• _WHAT THE EXERCISE ASKS_: Carry over every entry exactly as it appears in the records.

(Source records)
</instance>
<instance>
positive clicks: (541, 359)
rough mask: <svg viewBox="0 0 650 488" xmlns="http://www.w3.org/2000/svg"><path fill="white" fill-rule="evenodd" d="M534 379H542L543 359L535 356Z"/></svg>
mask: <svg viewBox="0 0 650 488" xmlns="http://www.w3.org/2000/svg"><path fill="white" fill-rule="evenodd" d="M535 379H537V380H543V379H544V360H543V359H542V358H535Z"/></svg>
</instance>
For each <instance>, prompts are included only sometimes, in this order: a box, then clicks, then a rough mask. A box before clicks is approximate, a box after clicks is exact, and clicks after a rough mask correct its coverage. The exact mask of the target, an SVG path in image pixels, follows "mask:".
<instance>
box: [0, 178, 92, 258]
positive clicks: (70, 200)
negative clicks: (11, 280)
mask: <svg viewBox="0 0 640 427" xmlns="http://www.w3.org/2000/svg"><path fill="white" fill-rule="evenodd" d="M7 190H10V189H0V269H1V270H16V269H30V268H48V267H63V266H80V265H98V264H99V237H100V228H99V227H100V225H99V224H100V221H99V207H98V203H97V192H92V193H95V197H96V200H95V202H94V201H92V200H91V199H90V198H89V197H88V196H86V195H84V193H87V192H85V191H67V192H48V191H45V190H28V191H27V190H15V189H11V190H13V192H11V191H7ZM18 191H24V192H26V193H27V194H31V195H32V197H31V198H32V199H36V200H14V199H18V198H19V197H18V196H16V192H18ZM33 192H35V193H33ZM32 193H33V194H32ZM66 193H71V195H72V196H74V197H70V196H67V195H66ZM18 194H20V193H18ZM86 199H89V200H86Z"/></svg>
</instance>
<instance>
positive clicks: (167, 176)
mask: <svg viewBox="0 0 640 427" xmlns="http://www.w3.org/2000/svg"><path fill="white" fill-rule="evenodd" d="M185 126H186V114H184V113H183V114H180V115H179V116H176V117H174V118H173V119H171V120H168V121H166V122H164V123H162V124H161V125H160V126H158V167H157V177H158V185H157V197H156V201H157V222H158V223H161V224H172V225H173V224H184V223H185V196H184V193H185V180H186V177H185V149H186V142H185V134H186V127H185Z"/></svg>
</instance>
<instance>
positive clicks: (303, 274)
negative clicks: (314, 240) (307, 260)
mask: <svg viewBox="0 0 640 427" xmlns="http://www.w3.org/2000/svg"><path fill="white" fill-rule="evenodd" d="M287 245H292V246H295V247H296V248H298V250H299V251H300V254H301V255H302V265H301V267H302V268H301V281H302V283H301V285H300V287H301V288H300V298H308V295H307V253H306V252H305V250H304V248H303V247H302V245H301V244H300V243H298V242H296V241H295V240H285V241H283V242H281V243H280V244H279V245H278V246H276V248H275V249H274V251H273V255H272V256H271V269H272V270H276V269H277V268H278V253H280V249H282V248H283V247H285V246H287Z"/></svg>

• _SOLUTION TO THIS PROBLEM_:
</instance>
<instance>
positive clicks: (541, 359)
rough mask: <svg viewBox="0 0 650 488" xmlns="http://www.w3.org/2000/svg"><path fill="white" fill-rule="evenodd" d="M534 379H542L543 359L535 356Z"/></svg>
mask: <svg viewBox="0 0 650 488" xmlns="http://www.w3.org/2000/svg"><path fill="white" fill-rule="evenodd" d="M535 379H537V380H543V379H544V360H543V359H542V358H535Z"/></svg>
</instance>
For each <instance>, prompts are included only sometimes, in this order: a box, then clicks, then a rough mask. A box before clicks is approximate, a box after clicks is exact, and clicks after a rough mask correct its coverage. The exact mask of the target, an SVG path in image pixels, follows "mask:".
<instance>
box: [0, 178, 92, 258]
positive clicks: (70, 200)
negative clicks: (11, 280)
mask: <svg viewBox="0 0 640 427" xmlns="http://www.w3.org/2000/svg"><path fill="white" fill-rule="evenodd" d="M7 190H10V189H0V269H1V270H16V269H30V268H48V267H63V266H80V265H98V264H99V237H100V228H99V227H100V225H99V224H100V221H99V207H98V203H97V192H92V193H95V197H96V200H95V202H94V201H92V200H91V199H90V198H89V197H88V196H86V195H84V193H87V192H85V191H67V192H48V191H45V190H28V191H27V190H15V189H11V190H13V192H11V191H7ZM18 191H24V192H26V193H27V194H31V195H32V197H31V198H32V199H36V200H14V199H18V198H19V197H18V196H16V192H18ZM33 192H35V193H33ZM32 193H33V194H32ZM66 193H71V195H72V196H74V197H70V196H67V195H66ZM18 194H20V193H18ZM86 199H89V200H86Z"/></svg>
</instance>
<instance>
positive clicks: (167, 176)
mask: <svg viewBox="0 0 640 427" xmlns="http://www.w3.org/2000/svg"><path fill="white" fill-rule="evenodd" d="M185 126H186V114H184V113H183V114H180V115H179V116H176V117H174V118H173V119H171V120H168V121H166V122H164V123H162V124H161V125H160V126H158V167H157V177H158V185H157V197H156V201H157V222H158V223H161V224H172V225H173V224H184V223H185V196H184V193H185V180H186V177H185V149H186V142H185V134H186V127H185Z"/></svg>
</instance>
<instance>
positive clicks: (303, 274)
negative clicks: (314, 240) (307, 260)
mask: <svg viewBox="0 0 640 427" xmlns="http://www.w3.org/2000/svg"><path fill="white" fill-rule="evenodd" d="M287 245H292V246H295V247H296V248H298V250H299V251H300V254H301V255H302V265H301V267H302V268H301V281H302V283H301V285H300V287H301V288H300V298H308V295H307V253H306V252H305V250H304V248H303V247H302V245H301V244H300V243H298V242H296V241H295V240H285V241H283V242H281V243H280V244H279V245H278V246H276V248H275V249H274V251H273V255H272V256H271V269H272V270H276V269H277V268H278V253H280V249H282V248H283V247H285V246H287Z"/></svg>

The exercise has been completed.